FBI agent who tried to investigate ICE officer in Renee Good shooting resigns

She reportedly left her job after bureau leadership pressured her to discontinue a civil rights inquiry into ICE agent Jonathan Ross.

The New York Times
January 24, 2026 at 1:30AM
Renee Good's SUV crashed after she was fatally shot by an ICE agent in Minneapolis on Jan. 7. A bullethole can be seen in the windshield. (Alex Kormann/The Minnesota Star Tribune)

An FBI agent who sought to investigate the federal immigration officer who fatally shot a 37-year-old woman in Minneapolis this month has resigned from the bureau, according to two people familiar with the matter.

The agent, Tracee Mergen, left her job as a supervisor in the FBI’s Minneapolis field office after bureau leadership in Washington pressured her to discontinue a civil rights inquiry into the immigration officer, Jonathan Ross, according to one of the people. Such inquiries are a common investigative step in similar shootings.

== == ==

* **TASK LIST**
1. Write out the passage of the news extract from "She reportedly left" to "in similar shootings.".
2. Summarize the news extract in two sentences.
3. According to the news extract, what job did Tracee Mergen hold before she resigned?

== == ==

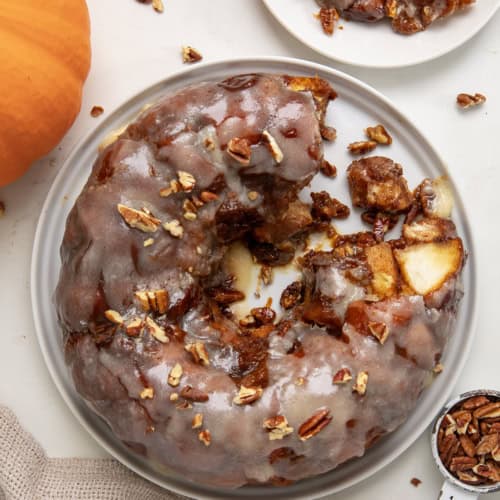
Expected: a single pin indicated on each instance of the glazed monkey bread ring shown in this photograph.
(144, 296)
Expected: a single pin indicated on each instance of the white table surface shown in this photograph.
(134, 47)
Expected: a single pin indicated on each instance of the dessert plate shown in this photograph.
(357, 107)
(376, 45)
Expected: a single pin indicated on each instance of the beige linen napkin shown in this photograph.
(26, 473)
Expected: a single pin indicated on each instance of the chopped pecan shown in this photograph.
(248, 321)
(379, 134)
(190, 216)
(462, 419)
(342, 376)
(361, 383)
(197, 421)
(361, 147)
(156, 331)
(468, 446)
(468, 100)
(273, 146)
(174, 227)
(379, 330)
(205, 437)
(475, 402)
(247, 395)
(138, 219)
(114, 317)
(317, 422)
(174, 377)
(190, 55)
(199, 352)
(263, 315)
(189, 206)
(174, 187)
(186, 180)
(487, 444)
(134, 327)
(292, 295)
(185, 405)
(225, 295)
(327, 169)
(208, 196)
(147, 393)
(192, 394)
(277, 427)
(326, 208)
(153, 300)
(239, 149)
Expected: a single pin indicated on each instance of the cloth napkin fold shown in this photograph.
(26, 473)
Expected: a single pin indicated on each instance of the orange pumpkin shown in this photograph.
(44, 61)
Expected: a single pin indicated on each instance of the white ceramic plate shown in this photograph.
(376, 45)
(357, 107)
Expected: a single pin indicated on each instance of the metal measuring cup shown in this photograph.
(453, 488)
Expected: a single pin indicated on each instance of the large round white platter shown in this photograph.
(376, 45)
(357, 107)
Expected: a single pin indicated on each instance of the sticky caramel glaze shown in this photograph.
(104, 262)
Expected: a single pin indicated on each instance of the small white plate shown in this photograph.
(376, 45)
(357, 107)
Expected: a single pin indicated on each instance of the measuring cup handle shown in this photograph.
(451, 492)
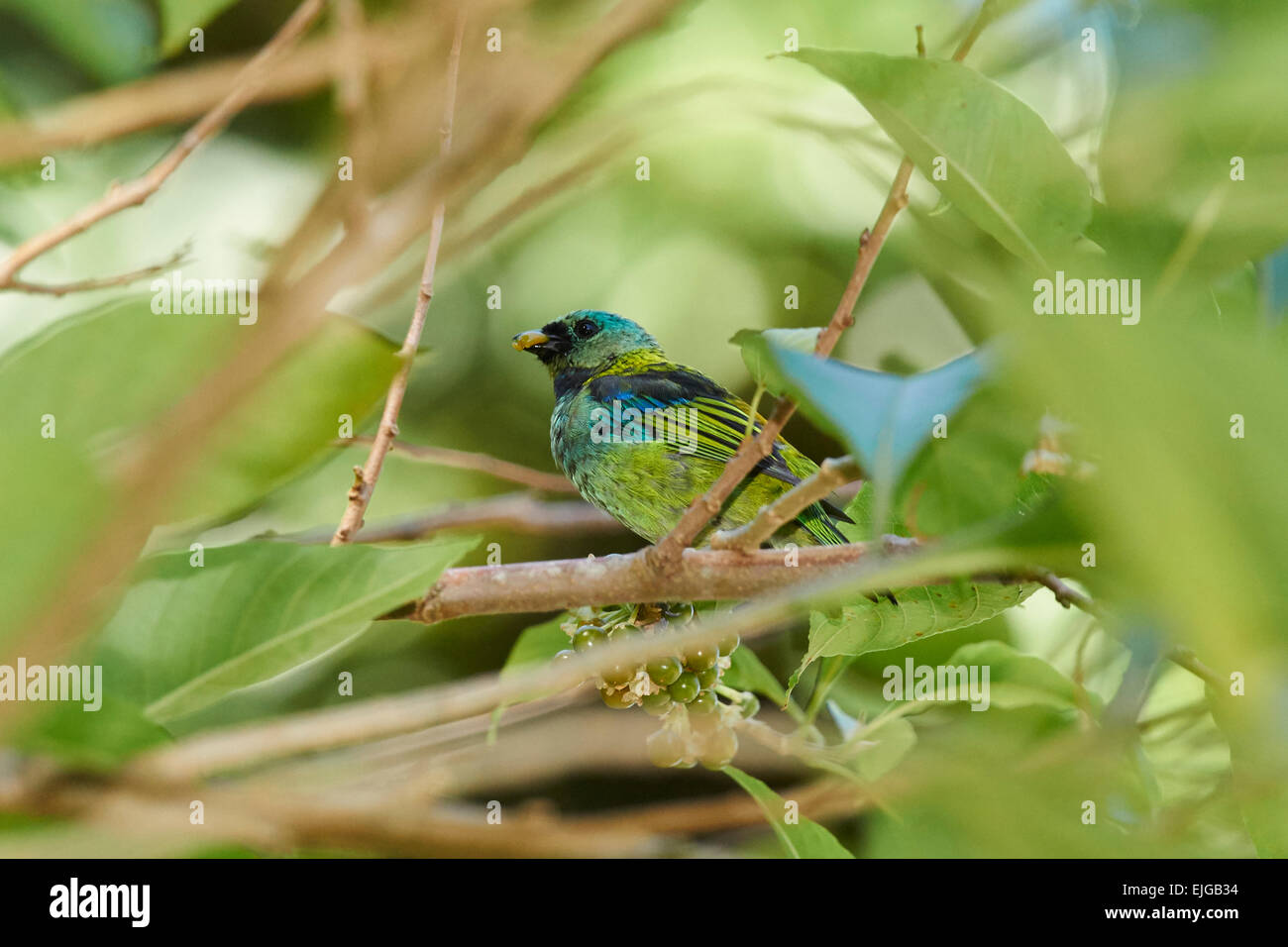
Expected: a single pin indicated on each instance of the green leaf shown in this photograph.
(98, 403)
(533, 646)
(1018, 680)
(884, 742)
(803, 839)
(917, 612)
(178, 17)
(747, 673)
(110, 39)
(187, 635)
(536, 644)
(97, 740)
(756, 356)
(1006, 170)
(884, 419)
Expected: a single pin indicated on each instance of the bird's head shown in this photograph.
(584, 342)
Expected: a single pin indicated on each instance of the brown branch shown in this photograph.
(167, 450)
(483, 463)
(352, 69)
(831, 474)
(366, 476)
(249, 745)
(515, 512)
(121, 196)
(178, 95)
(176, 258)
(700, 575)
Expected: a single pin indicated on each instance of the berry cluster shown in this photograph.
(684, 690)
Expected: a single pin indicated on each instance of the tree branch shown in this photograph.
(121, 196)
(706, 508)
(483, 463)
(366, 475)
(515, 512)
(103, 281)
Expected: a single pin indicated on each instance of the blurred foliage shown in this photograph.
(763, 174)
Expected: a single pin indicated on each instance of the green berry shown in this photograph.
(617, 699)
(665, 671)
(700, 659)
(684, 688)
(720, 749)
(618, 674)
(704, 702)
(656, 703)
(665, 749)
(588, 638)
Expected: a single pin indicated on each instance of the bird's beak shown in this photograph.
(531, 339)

== == ==

* **RESPONSES**
1.
She reportedly left her job after bureau leadership pressured her to discontinue a civil rights inquiry into ICE agent Jonathan Ross.

The New York Times
January 24, 2026 at 1:30AM
Renee Good's SUV crashed after she was fatally shot by an ICE agent in Minneapolis on Jan. 7. A bullethole can be seen in the windshield. (Alex Kormann/The Minnesota Star Tribune)

An FBI agent who sought to investigate the federal immigration officer who fatally shot a 37-year-old woman in Minneapolis this month has resigned from the bureau, according to two people familiar with the matter.

The agent, Tracee Mergen, left her job as a supervisor in the FBI’s Minneapolis field office after bureau leadership in Washington pressured her to discontinue a civil rights inquiry into the immigration officer, Jonathan Ross, according to one of the people. Such inquiries are a common investigative step in similar shootings.

2. An FBI agent who sought to investigate the ICE officer who fatally shot Renee Good, a 37-year-old woman, in Minneapolis has resigned from the bureau. The agent, Tracee Mergen, was a supervisor in the FBI's Minneapolis field office and reportedly left after bureau leadership in Washington pressured her to discontinue a civil rights inquiry into the officer, Jonathan Ross.

3. She was a supervisor in the FBI's Minneapolis field office.